● Material provided
---*---

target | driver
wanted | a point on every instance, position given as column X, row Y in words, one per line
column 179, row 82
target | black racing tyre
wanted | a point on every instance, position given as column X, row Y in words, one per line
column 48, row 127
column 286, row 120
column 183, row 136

---*---

● Exercise prompt
Everything in the listing should be written out again exactly.

● Output of the task
target | driver
wanted | a point on every instance, position given as column X, row Y in words, one per line
column 179, row 82
target | black racing tyre
wanted | a point on every instance, position given as column X, row Y in words, one per line
column 48, row 127
column 286, row 120
column 183, row 136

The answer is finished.